## Instructions for the task
Drop the images; return everything else in the listing below exactly.

Coordinate labeling data
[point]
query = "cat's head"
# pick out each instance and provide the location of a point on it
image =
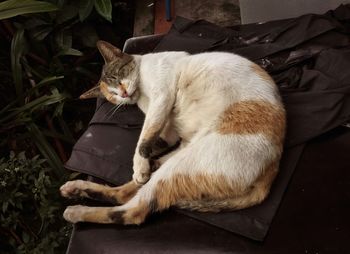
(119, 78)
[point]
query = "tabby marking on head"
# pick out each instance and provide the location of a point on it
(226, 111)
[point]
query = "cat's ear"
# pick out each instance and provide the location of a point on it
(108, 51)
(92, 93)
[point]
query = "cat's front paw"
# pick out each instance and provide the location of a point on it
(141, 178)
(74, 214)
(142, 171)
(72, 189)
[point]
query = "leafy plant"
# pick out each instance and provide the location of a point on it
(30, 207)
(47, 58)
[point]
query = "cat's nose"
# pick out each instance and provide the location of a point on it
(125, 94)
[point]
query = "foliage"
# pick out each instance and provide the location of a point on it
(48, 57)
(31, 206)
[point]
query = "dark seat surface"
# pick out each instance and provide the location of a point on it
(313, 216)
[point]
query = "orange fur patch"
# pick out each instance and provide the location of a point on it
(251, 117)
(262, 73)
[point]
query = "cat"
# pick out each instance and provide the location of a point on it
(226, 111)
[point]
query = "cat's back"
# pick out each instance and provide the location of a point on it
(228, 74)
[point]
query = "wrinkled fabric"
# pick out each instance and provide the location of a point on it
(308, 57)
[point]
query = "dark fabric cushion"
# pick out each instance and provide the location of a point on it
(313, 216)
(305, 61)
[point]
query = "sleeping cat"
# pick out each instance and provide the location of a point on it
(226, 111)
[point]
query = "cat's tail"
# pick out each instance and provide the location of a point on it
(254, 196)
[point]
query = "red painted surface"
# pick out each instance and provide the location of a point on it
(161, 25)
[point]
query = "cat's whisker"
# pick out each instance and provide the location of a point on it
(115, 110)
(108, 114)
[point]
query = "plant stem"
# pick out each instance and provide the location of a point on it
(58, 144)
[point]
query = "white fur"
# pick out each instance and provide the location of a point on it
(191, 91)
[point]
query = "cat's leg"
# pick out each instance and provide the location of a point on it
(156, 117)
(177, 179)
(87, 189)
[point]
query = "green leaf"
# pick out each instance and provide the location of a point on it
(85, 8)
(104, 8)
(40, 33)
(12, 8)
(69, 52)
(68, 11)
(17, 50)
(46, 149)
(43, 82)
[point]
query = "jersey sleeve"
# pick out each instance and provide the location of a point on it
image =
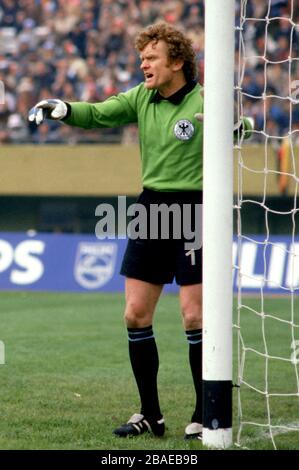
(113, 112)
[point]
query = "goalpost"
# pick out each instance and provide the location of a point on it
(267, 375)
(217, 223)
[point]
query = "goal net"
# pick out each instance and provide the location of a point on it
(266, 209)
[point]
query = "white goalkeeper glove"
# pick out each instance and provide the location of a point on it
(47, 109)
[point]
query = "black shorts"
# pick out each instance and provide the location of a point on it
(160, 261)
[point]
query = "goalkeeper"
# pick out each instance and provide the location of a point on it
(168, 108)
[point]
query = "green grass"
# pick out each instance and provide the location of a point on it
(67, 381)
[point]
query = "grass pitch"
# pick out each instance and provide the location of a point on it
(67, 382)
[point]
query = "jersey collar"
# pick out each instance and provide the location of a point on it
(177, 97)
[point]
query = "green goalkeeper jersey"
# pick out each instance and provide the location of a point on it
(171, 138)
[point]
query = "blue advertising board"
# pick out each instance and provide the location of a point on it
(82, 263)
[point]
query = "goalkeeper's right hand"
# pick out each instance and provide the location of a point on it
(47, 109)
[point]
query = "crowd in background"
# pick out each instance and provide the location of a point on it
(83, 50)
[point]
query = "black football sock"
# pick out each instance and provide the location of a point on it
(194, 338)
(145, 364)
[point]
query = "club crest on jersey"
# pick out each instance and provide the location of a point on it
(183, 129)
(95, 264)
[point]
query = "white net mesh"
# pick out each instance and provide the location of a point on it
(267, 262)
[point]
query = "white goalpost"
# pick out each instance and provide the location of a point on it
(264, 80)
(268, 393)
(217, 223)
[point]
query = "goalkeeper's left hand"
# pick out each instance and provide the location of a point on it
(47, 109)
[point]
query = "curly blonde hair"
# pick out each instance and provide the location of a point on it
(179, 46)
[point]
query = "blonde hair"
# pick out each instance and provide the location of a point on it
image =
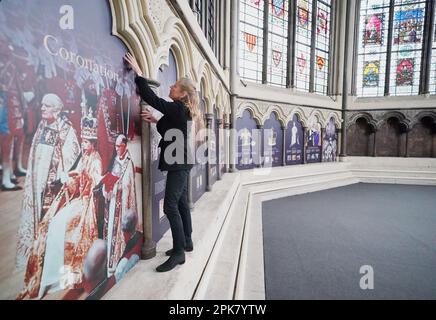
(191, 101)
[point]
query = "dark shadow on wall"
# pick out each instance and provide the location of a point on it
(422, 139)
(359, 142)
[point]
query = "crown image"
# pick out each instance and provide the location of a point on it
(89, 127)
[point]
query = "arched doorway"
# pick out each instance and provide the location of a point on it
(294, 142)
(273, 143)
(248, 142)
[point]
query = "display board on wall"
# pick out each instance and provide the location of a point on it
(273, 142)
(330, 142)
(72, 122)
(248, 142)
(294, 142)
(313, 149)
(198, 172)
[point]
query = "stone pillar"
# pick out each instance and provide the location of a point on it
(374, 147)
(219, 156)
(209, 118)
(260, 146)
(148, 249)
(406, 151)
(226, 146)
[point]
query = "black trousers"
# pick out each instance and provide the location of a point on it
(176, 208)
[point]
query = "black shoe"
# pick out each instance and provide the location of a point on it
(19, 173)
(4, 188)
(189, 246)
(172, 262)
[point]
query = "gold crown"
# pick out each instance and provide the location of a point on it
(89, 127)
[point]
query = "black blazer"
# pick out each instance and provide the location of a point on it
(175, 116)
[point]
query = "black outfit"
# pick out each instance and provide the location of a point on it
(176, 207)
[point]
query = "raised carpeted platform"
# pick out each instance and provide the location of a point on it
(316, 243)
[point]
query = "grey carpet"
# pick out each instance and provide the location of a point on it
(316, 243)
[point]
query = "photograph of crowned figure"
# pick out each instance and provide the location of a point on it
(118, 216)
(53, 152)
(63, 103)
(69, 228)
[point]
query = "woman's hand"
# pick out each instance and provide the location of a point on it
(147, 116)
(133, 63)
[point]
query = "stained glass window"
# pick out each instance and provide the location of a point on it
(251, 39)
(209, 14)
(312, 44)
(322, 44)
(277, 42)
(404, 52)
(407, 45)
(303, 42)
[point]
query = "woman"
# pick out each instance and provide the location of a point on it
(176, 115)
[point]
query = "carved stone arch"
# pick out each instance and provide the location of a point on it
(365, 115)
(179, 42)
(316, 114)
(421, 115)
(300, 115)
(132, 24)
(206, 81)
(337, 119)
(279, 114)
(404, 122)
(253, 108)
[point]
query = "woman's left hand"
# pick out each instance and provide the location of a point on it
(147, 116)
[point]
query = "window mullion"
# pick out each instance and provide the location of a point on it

## Output below
[point]
query = "cat's head"
# pick out each instance and provide the location of a point on it
image =
(119, 78)
[point]
query = "tabby marking on head"
# pick out each instance and provide the location of a point on it
(226, 111)
[point]
query = "cat's ear"
# pick out each instance and provide the location of a point on it
(108, 51)
(92, 93)
[point]
query = "cat's front paw"
# pick out each instance and provide the location of a point on it
(141, 178)
(74, 214)
(142, 171)
(72, 189)
[point]
query = "leafy plant"
# pick out each instance and provide the location of a point on it
(30, 207)
(47, 58)
[point]
query = "cat's nose"
# pick out each instance and provide the location of a point on it
(125, 94)
[point]
query = "foliage"
# pick out each instance and provide the location of a point on it
(48, 57)
(31, 206)
[point]
query = "dark seat surface"
# pick out each instance and provide the location of a point on it
(313, 216)
[point]
query = "orange fur patch"
# pick out each instance and provide the location of a point on it
(251, 117)
(262, 73)
[point]
query = "cat"
# pick out each instance and provide the location of a point on it
(226, 111)
[point]
query = "cat's back"
# pick out each instance and provide the location of a point on it
(228, 74)
[point]
query = "wrinkled fabric"
# pick out each instance and provide the location of a point on it
(308, 57)
[point]
query = "dark fabric cushion"
# pick out each instance and provide the location of a point on it
(313, 216)
(305, 61)
[point]
query = "sleeping cat"
# pick out each instance and provide the location of a point on it
(226, 111)
[point]
query = "cat's tail"
# pick out each instance and provide the location of a point on it
(254, 196)
[point]
query = "red painted surface"
# pick out each instance and provide the location of a point on it
(161, 25)
[point]
query = "cat's whisker"
# pick out each instance and provide the location of a point on it
(115, 110)
(108, 114)
[point]
query = "plant stem"
# pick out each instance and provide the location of a point on it
(58, 144)
[point]
query = "white fur"
# pick out each instance and provide the location of a point on it
(191, 91)
[point]
query = "cat's leg"
# pick out each instance and provide the location of a point on it
(156, 117)
(177, 179)
(87, 189)
[point]
query = "green leaf"
# pick out each instance and provide the location of a point on it
(85, 8)
(104, 8)
(40, 33)
(12, 8)
(69, 52)
(68, 11)
(17, 50)
(46, 149)
(43, 82)
[point]
query = "jersey sleeve"
# pick out each instance and provide the location of a point on it
image =
(113, 112)
[point]
query = "goalpost"
# pick out each instance and provide the location of a point on it
(267, 375)
(217, 223)
[point]
query = "goal net"
# pick out each instance and provide the location of a point on it
(266, 209)
[point]
query = "white goalkeeper glove"
# pick out each instance and provide the location of a point on it
(47, 109)
[point]
query = "black shorts"
# pick out each instance and provide the location of a point on it
(160, 261)
[point]
query = "goalkeeper"
# pick out each instance and provide the location of a point on it
(168, 108)
[point]
query = "green grass"
# pick out each instance and provide the location of a point on it
(67, 381)
[point]
query = "grass pitch"
# pick out each instance and provide the location of a point on it
(67, 382)
[point]
query = "jersey collar"
# pick out each instance and provide the location of a point on it
(177, 97)
[point]
query = "green goalkeeper jersey"
# pick out each instance and provide the location of a point on it
(171, 138)
[point]
query = "blue advertising board"
# pick out each instance and provide the location of a point on it
(82, 263)
[point]
query = "goalkeeper's right hand"
# pick out each instance and provide the location of a point on it
(47, 109)
[point]
query = "crowd in background"
# pick out each instance and provide the location of a point on it
(83, 50)
[point]
query = "black football sock"
# pick out each instance and provide the location of a point on it
(194, 338)
(145, 364)
[point]
query = "club crest on jersey"
# pick out each instance and provide the location of a point on it
(183, 129)
(95, 264)
[point]
query = "white net mesh"
# pick out each instance and provide the location of a point on it
(267, 262)
[point]
query = "white goalpost"
# pick out each instance and provide the location of a point on it
(264, 80)
(268, 393)
(217, 223)
[point]
query = "goalkeeper's left hand"
# pick out each instance and provide the location of a point on it
(47, 109)
[point]
query = "curly blonde hair"
# pick out each instance and provide the location of a point on it
(179, 46)
[point]
query = "blonde hair"
# pick out each instance and provide the location of a point on it
image =
(191, 101)
[point]
query = "dark shadow on wall"
# pick out each instance and provide the location of a point on it
(422, 139)
(359, 142)
[point]
query = "crown image"
# pick out each instance and provide the location of a point on it
(89, 127)
[point]
query = "arched doorway"
# pick out each instance and provide the location of a point on it
(294, 142)
(273, 143)
(248, 142)
[point]
query = "display board on wall"
# pick out each instance and provide the location of a point on it
(273, 142)
(330, 142)
(72, 122)
(248, 142)
(294, 142)
(313, 149)
(198, 172)
[point]
query = "stone pillar"
# pick out each instance and provide the location of a point on it
(374, 147)
(219, 156)
(209, 118)
(260, 146)
(148, 249)
(406, 151)
(226, 146)
[point]
query = "black trousers"
# pick out each instance and provide the location of a point on it
(176, 208)
[point]
query = "black shoe"
# pick out each instance and provide the location of a point on it
(19, 173)
(4, 188)
(189, 246)
(172, 262)
[point]
query = "gold crown"
# pick out each instance and provide the location of a point on it
(89, 127)
[point]
query = "black blazer"
# pick out each instance and provide the location of a point on it
(175, 116)
[point]
query = "black outfit"
# pick out each instance and provide the location of a point on it
(176, 207)
[point]
query = "raised carpeted platform"
# pick out each instance and provide the location of a point on it
(316, 243)
[point]
query = "grey carpet"
# pick out each instance and provide the location of a point on it
(316, 243)
[point]
query = "photograph of crowned figure"
# pick out each instance and provide the location of a point on it
(118, 216)
(53, 152)
(63, 103)
(69, 228)
[point]
query = "woman's hand"
# pick out each instance and provide the location of a point on it
(147, 116)
(133, 63)
[point]
query = "stained glass window"
# pick out each instance and provide the location of a point on it
(251, 39)
(209, 14)
(312, 44)
(322, 44)
(277, 42)
(404, 52)
(407, 45)
(303, 42)
[point]
query = "woman"
# pick out each instance and provide the location of a point on it
(176, 115)
[point]
query = "carved stone arch"
# pick out each instance and provide the location of a point on it
(365, 115)
(179, 42)
(316, 114)
(421, 115)
(300, 115)
(132, 24)
(206, 81)
(337, 119)
(279, 114)
(404, 122)
(253, 108)
[point]
query = "woman's left hand"
# pick out each instance and provide the location of a point on it
(147, 116)
[point]
query = "window mullion"
# pick out each instance and provide the location of a point on it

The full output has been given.